**Extrait source**
▽
La carrière du thurgovien Peter Binswanger (1916-1997) illustre les interactions constantes entre Etat et secteur privé dans le domaine de la sécurité sociale. Juriste au sein de l'OFAS puis directeur d'une compagnie d'assurance vie, Binswanger a notamment contribué à définir puis concrétiser la doctrine dite des «trois piliers» de la prévoyance vieillesse.

Après des études universitaires couronnées par un doctorat en droit, Peter Binswanger entre à 25 ans, en mars 1941, au service de la Confédération. Le jeune juriste va contribuer à la mise en place des deux programmes phares de la sécurité sociale: l'Assurance perte de gains (APG) et l'Assurance vieillesse et survivants (AVS). Après avoir travaillé au sein de l'Office fédéral de l'industrie, des arts et métiers et du travail (OFIAMT), Binswanger est secrétaire de la commission fédérale d'experts sur les APG durant la Deuxième Guerre Mondiale. Dès son arrivée à l'Office fédéral des assurances sociales (OFAS) au début de l'année 1944, il fait partie, avec Arnold Saxer et Ernst Kaiser, du petit cercle de hauts fonctionnaires qui prépare la mise en place de l'AVS sous la houlette du Conseiller fédéral Walther Stampfli. Nommé chef de section, Binswanger contribue de manière décisive à la rédaction de la Loi fédérale sur l'AVS en été 1945. Au début des années 1950, dans un contexte marqué par la Guerre de Corée et les programmes de réarmement, Binswanger travaille encore à la pérennisation du système des APG. En 1956, après 15 ans au service de l'Etat, Binswanger quitte le service de la Confédération et entre à la Winterthur Vie.
△
**Liste des tâches**
a – Répondez à ces questions sur l'extrait consacré à Peter Binswanger :
(i) Quelles sont ses années de naissance et de mort ?
(ii) À quel âge et à quelle date entre-t-il au service de la Confédération ?
(iii) Quelle compagnie rejoint-il en 1956 ?
b – Traduisez en anglais cette phrase de l'extrait sur Peter Binswanger : « Nommé chef de section, Binswanger contribue de manière décisive à la rédaction de la Loi fédérale sur l'AVS en été 1945. »
c – Dans l'extrait sur Peter Binswanger, réécrivez sous forme de liste le paragraphe qui commence par « Après des études universitaires » en conservant ses faits principaux.

**Données fournies**
▽
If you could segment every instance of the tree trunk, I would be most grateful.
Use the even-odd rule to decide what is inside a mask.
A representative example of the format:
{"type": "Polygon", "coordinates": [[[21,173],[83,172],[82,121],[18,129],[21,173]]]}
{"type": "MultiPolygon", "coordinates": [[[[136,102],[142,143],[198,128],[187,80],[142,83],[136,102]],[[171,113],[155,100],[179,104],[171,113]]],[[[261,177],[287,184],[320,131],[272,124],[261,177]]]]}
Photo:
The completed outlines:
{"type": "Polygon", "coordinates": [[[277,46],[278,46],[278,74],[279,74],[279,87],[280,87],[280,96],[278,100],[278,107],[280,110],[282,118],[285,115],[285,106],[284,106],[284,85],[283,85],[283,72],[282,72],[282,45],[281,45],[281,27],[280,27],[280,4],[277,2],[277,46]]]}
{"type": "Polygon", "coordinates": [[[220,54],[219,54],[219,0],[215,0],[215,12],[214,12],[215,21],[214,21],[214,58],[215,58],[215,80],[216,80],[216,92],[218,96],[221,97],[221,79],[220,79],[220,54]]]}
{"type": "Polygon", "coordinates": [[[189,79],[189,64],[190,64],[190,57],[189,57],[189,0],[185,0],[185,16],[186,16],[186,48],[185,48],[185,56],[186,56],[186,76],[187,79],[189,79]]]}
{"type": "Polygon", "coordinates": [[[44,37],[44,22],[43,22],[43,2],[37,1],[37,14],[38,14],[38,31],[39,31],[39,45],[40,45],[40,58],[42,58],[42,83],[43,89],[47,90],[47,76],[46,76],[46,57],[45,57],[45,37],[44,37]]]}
△
**Les solutions**
a –
(i) 1916 et 1997.
(ii) À 25 ans, en mars 1941.
(iii) La Winterthur Vie.

b – Appointed section head, Binswanger made a decisive contribution to drafting the Federal Law on the AVS in the summer of 1945.

c –
- Docteur en droit, il entre au service de la Confédération en mars 1941, à 25 ans.
- Il contribue à la mise en place de l'APG et de l'AVS.
- Après l'OFIAMT, il est secrétaire de la commission fédérale d'experts sur les APG pendant la Deuxième Guerre mondiale.
- Arrivé à l'OFAS début 1944, il prépare l'AVS avec Arnold Saxer et Ernst Kaiser sous la houlette du conseiller fédéral Walther Stampfli.
- Nommé chef de section, il contribue de manière décisive à la rédaction de la loi fédérale sur l'AVS à l'été 1945.
- Au début des années 1950, il travaille à la pérennisation des APG.
- En 1956, après 15 ans au service de l'État, il quitte la Confédération et entre à la Winterthur Vie.